§ Work request: Which lines run from the one containing "Query: flame" to the last line of the entries? Return them exactly, with nothing more.

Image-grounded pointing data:
────
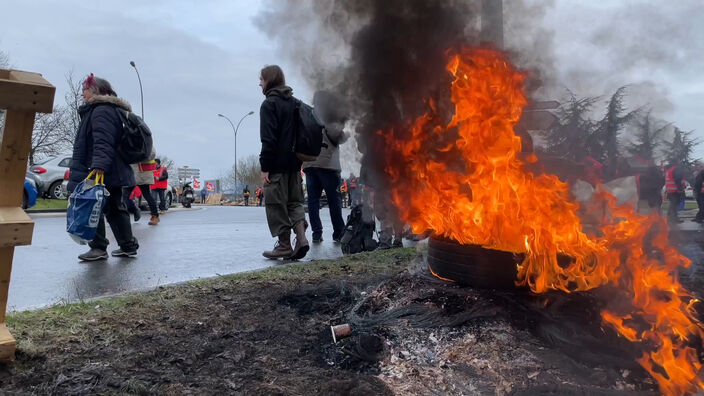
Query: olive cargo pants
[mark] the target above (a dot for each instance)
(284, 202)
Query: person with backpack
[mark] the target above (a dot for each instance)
(324, 172)
(260, 194)
(245, 194)
(161, 183)
(674, 189)
(96, 149)
(280, 166)
(144, 176)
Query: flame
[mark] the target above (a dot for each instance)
────
§ Exercise answer:
Query: flame
[mark] the target above (a dot for each instance)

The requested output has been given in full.